**What is being asked:** Write out every line of the records below as a JSON list of strings, one string per line, with blank lines omitted.

**Dataset excerpts:**
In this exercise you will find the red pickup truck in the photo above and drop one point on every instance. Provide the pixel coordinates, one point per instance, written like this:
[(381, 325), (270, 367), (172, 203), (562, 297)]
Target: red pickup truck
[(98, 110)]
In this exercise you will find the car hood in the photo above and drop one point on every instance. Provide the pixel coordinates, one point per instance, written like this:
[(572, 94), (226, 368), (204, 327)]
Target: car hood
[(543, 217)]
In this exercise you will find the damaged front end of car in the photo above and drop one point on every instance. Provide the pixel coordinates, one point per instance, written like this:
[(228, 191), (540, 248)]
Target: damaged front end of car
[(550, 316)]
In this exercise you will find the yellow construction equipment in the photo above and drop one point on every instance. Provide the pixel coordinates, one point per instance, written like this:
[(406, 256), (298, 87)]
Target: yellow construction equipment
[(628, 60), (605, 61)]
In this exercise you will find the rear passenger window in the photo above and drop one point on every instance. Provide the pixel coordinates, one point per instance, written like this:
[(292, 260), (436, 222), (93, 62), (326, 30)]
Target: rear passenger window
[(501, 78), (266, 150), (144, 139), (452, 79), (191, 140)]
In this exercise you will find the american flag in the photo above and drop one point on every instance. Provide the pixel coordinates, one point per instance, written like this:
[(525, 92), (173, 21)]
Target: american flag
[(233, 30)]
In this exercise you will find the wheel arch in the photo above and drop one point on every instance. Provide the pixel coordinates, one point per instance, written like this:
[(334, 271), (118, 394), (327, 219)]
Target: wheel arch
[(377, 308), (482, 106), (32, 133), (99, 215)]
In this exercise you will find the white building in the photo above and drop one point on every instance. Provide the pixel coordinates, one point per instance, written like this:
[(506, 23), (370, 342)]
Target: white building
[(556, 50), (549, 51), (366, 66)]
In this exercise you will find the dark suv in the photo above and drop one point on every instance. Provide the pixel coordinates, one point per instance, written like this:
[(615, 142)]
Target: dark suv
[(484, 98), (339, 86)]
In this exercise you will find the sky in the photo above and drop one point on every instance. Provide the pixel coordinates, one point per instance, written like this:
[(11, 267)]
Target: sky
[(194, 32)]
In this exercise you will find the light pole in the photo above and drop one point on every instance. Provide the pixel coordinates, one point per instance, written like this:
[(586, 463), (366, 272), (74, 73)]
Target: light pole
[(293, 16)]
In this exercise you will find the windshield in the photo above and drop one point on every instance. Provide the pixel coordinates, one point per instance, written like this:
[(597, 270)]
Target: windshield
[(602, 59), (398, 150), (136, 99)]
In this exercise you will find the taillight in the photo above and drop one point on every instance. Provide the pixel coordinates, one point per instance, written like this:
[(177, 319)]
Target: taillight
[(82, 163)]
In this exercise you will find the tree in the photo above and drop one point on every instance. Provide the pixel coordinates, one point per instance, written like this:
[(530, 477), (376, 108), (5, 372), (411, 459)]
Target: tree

**Exercise response:**
[
  "In this exercise you will find the red pickup truck in the photo above and drop one point on every instance. Provide the pixel coordinates, one point per instance, written like this:",
  "[(381, 325), (270, 367), (172, 203), (562, 297)]",
  "Target: red pickup truck",
  "[(98, 110)]",
  "In this exercise you will find the car hood in the photo above and drop one point on every instance. Provide the pixel coordinates, one point per instance, written like this:",
  "[(572, 94), (226, 368), (204, 327)]",
  "Target: car hood",
  "[(543, 217)]",
  "In this exercise you will find the damaged front end of car in the photo above and drop one point on every instance. Provide the pixel coordinates, one point per instance, written like this:",
  "[(228, 191), (540, 248)]",
  "Target: damaged front end of car",
  "[(550, 316)]",
  "In this exercise you will find the yellow construction equipment in the photo above and drop one point on every instance. Provide the pixel coordinates, one point per instance, written like this:",
  "[(406, 256), (298, 87)]",
  "Target: yellow construction equipment",
  "[(628, 60), (605, 61)]",
  "In this exercise you will find the rear passenger window in the photo above and drop one point on every instance. Provide the pixel coordinates, one point per instance, written like this:",
  "[(292, 260), (436, 222), (93, 62), (326, 30)]",
  "Target: rear passenger window",
  "[(501, 78), (266, 150), (144, 139), (452, 79), (191, 140)]",
  "In this exercise you will find the american flag in the photo above and drop one point on every instance. Provide the pixel coordinates, one point per instance, written like this:",
  "[(525, 92), (173, 21)]",
  "Target: american flag",
  "[(233, 30)]",
  "In this exercise you will find the wheel arch in the photo above and drop one point on every instance. Provide the pixel coordinates, one point per instance, written like this:",
  "[(334, 271), (118, 394), (327, 219)]",
  "Target: wheel arch",
  "[(377, 308), (482, 106), (32, 133), (99, 215)]",
  "In this exercise you will find the white building in the photo above and drop one point on every instance. Provide the pixel coordinates, one point per instance, written like this:",
  "[(506, 23), (370, 342)]",
  "Target: white building",
  "[(556, 50), (549, 51), (366, 66)]",
  "In this exercise you will find the dark suv in the photo above and drop one point on every instance. Provide the pixel coordinates, one point per instance, written like this:",
  "[(615, 142)]",
  "Target: dark suv",
  "[(484, 98), (339, 86)]",
  "In this exercise you will find the sky in the photo above and drop one point on every instance. Provide the pixel coordinates, one point per instance, written like this:",
  "[(11, 267)]",
  "Target: sky",
  "[(194, 32)]",
  "In this exercise you will find the light pole in the photo above and drop one point on every instance. Provide the pixel coordinates, one point per instance, written like this:",
  "[(586, 463), (366, 272), (74, 73)]",
  "Target: light pole",
  "[(293, 16)]",
  "In this exercise you will find the windshield in the photo above and drop one point on every instance. Provide the pixel coordinates, one point per instance, written like this:",
  "[(597, 270)]",
  "Target: windshield",
  "[(602, 59), (398, 150), (136, 99)]",
  "In this exercise you will find the taillight in the photo above and drop one point on every instance. Provide the pixel coordinates, one point per instance, written like this:",
  "[(177, 319)]",
  "Target: taillight",
  "[(82, 163)]",
  "In this exercise you will find the tree in the photo above and drop one point on every instance. Provide the pixel coordinates, one point per instance, written like this:",
  "[(530, 477), (376, 108), (5, 372), (411, 459)]",
  "Target: tree"
]